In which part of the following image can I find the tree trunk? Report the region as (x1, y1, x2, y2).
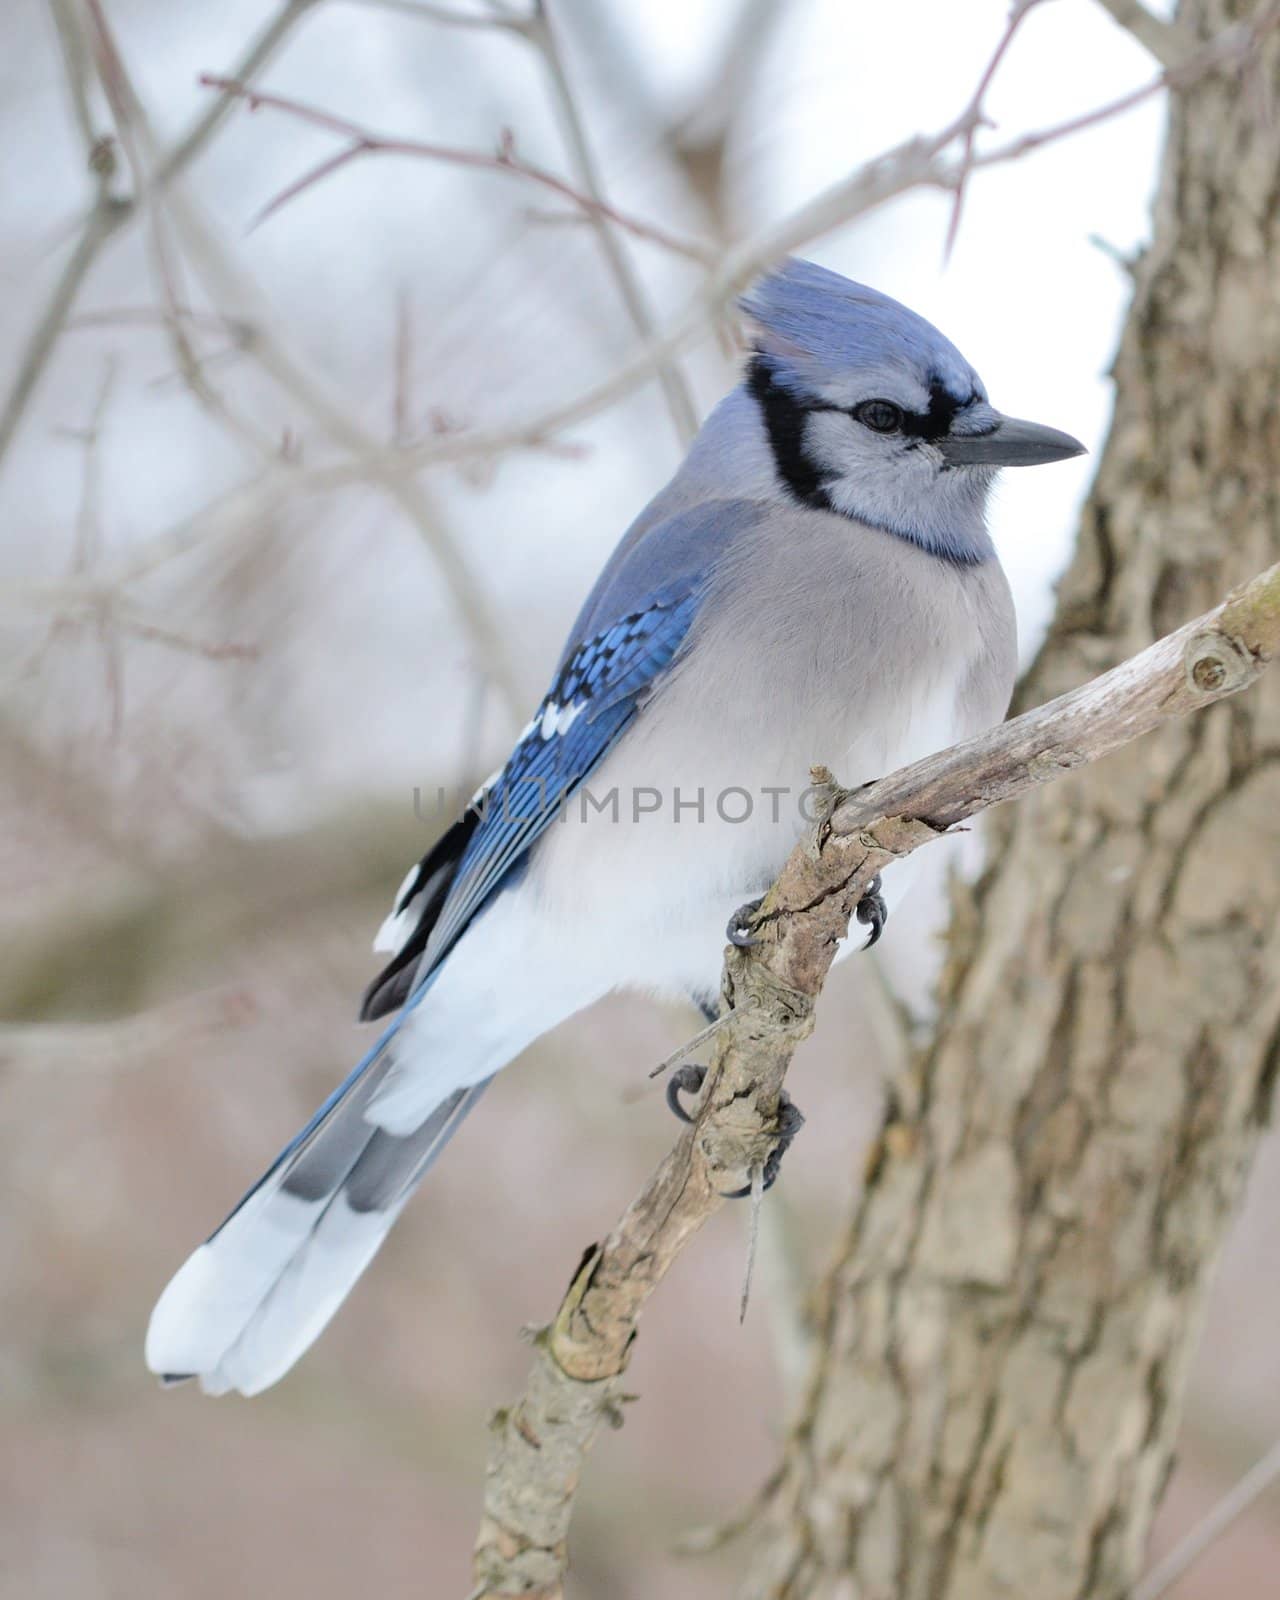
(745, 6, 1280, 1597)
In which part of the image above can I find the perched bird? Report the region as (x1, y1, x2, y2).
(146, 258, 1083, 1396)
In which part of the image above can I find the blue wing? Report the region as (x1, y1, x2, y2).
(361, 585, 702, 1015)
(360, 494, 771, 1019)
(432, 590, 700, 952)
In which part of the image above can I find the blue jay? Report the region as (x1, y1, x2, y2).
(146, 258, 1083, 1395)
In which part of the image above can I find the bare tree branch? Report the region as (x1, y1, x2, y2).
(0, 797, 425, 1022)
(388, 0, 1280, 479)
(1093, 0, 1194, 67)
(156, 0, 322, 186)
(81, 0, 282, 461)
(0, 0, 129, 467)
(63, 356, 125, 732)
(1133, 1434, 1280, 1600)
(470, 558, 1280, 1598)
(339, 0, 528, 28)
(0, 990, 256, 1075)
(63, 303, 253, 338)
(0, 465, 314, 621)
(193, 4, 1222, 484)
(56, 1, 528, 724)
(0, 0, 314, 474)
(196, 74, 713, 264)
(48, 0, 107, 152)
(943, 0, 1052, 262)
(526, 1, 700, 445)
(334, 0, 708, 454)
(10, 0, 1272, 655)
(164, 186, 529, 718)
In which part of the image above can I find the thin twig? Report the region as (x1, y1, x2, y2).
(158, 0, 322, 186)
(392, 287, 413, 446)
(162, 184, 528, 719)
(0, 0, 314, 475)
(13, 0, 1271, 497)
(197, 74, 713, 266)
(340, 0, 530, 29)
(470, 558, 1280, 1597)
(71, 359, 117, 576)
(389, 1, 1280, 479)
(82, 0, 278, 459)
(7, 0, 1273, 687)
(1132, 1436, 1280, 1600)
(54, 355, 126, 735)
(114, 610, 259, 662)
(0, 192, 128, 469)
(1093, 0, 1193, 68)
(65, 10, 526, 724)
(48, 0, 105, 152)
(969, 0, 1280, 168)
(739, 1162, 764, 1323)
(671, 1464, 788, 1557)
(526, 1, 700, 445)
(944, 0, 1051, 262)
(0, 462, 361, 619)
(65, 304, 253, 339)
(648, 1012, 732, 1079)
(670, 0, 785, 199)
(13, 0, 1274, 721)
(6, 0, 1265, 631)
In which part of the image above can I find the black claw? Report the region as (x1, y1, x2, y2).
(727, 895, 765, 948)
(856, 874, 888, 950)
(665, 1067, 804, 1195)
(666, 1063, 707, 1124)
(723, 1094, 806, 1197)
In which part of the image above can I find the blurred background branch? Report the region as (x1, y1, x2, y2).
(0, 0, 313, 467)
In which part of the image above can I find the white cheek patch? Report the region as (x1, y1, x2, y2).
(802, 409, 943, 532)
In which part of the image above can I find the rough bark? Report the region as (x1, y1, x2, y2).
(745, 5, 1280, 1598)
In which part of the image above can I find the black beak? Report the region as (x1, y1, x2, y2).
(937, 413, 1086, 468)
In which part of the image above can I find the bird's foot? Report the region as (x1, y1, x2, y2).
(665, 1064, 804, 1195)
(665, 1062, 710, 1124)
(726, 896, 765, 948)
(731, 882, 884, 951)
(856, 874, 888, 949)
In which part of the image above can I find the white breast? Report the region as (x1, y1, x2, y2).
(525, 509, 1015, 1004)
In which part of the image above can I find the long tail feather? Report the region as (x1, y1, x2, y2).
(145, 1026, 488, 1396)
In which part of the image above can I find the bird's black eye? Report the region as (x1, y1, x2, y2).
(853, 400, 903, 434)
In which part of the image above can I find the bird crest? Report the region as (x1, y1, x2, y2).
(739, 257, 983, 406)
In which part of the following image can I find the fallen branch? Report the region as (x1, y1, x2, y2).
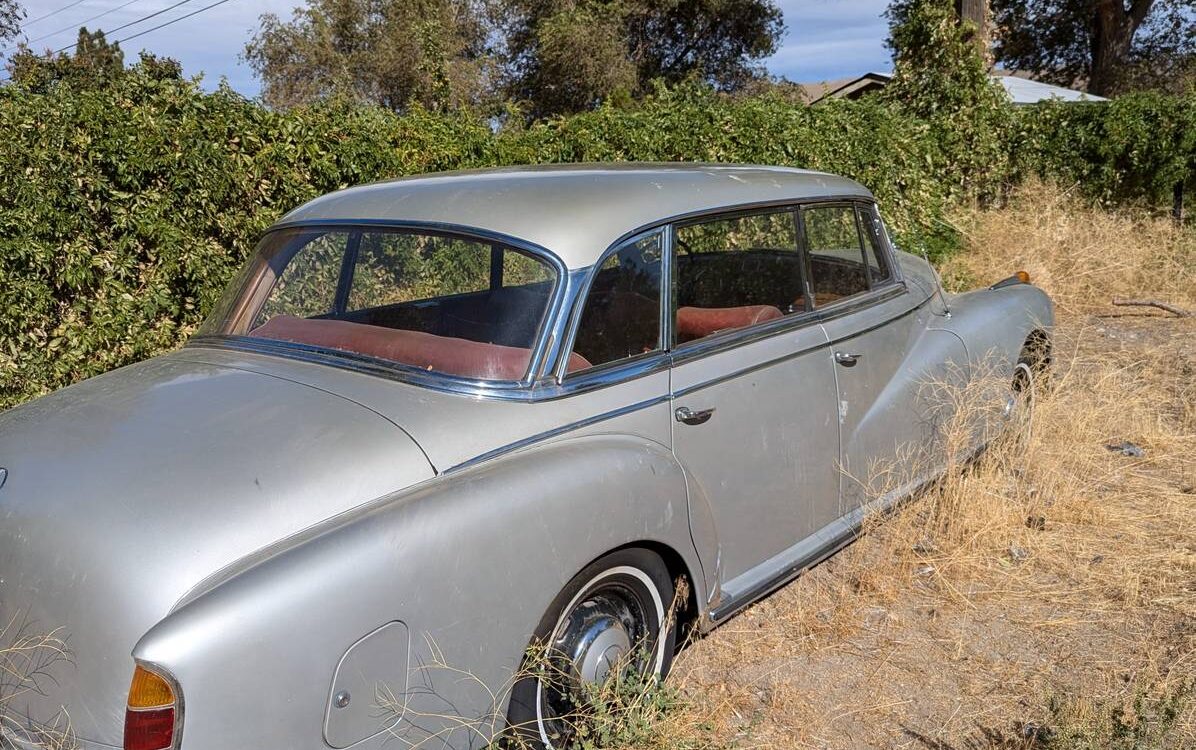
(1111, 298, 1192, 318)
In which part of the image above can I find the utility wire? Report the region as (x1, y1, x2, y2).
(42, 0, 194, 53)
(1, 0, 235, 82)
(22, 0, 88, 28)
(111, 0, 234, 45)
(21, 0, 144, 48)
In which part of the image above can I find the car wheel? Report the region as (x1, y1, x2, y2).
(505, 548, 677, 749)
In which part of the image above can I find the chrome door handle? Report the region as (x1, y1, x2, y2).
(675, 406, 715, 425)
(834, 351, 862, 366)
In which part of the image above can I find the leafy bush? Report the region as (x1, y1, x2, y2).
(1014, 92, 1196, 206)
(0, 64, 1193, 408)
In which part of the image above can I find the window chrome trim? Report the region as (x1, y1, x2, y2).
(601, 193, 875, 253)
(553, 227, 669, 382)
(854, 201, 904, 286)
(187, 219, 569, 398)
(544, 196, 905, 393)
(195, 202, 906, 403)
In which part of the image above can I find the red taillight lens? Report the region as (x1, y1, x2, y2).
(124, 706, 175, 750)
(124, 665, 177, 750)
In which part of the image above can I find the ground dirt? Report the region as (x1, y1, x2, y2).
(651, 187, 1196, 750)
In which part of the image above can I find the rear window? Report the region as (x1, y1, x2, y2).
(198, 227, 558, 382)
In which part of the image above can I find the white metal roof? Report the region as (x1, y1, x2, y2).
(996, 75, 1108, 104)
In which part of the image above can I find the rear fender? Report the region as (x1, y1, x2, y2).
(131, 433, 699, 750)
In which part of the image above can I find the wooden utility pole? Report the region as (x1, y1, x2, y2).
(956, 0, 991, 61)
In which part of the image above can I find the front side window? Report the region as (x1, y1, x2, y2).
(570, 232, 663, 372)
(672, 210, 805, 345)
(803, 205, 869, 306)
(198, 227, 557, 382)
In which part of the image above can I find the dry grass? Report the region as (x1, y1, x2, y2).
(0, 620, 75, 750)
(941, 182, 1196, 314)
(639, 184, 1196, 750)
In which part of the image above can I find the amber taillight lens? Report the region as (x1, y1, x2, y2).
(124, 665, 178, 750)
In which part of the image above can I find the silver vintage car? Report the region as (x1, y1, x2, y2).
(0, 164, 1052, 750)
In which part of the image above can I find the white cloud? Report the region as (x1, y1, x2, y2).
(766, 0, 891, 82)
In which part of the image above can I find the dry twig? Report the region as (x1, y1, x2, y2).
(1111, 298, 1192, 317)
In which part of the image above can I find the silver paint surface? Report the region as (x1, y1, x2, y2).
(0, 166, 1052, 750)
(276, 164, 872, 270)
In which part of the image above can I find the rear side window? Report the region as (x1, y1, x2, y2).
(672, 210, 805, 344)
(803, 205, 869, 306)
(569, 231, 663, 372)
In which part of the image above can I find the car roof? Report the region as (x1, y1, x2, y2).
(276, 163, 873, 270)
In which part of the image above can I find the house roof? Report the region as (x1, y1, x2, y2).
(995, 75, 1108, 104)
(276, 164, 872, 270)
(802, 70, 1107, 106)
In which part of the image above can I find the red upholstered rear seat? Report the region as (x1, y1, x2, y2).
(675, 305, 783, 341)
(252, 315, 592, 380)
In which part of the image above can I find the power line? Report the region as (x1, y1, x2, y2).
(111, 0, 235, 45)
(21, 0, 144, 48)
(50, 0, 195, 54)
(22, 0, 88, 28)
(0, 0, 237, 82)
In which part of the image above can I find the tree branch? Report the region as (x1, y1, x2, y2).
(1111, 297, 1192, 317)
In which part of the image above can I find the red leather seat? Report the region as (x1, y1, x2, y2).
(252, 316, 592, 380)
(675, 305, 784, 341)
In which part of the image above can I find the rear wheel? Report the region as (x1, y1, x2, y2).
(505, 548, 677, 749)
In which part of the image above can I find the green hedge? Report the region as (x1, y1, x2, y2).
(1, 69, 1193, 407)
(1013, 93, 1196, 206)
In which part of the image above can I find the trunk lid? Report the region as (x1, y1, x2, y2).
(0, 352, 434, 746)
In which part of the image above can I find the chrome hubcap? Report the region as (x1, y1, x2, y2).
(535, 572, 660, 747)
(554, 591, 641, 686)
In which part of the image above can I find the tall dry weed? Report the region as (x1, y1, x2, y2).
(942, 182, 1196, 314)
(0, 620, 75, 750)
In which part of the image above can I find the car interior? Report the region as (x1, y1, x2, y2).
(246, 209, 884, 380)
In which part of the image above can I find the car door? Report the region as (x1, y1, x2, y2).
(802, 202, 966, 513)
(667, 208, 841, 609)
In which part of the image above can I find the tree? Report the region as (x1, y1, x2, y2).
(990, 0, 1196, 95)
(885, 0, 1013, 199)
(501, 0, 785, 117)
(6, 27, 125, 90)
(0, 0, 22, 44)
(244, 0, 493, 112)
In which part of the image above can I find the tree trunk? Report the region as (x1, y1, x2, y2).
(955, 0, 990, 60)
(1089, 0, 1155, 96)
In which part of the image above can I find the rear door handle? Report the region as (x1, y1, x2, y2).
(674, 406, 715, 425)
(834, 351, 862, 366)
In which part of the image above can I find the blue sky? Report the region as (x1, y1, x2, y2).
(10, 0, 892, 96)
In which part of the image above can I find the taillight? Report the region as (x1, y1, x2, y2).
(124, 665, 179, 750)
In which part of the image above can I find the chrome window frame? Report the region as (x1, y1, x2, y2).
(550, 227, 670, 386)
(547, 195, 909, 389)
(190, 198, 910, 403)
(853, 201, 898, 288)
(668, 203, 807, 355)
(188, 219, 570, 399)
------------------------------------
> Required action
Only the lines from the one containing "the car interior?" through the end of the entries above belong in the answer; repeat them exactly.

> Task output
In which part of the image above can I find the car interior? Report the region as (x1, y1, x2, y2).
(246, 209, 884, 380)
In which part of the image above can I find the car door? Report the region as (x1, y1, x2, y2).
(802, 202, 966, 513)
(667, 208, 841, 609)
In which part of the image above can I find the tree? Report the region as (x1, y1, x2, y2).
(990, 0, 1196, 95)
(885, 0, 1013, 199)
(501, 0, 785, 117)
(6, 27, 125, 90)
(0, 0, 22, 44)
(244, 0, 493, 112)
In which part of the image above can I find the tree trunk? Report the region as (x1, y1, x2, y2).
(955, 0, 990, 60)
(1089, 0, 1155, 96)
In which part of the image above can I find the rear door handle? Report the region as (x1, y1, x2, y2).
(674, 406, 715, 425)
(834, 351, 862, 366)
In which part of the image above can I find the blue sky? Report the region as (x1, y1, x2, y2).
(10, 0, 892, 96)
In which part of the image above can I find the taillight? Report the region as (x1, y1, x2, y2).
(124, 665, 179, 750)
In which part of the image above can I find the chrome window frame? Report the region as (x1, y1, x2, y2).
(550, 227, 670, 386)
(547, 195, 909, 389)
(190, 198, 910, 403)
(853, 201, 898, 288)
(668, 203, 807, 355)
(188, 219, 570, 399)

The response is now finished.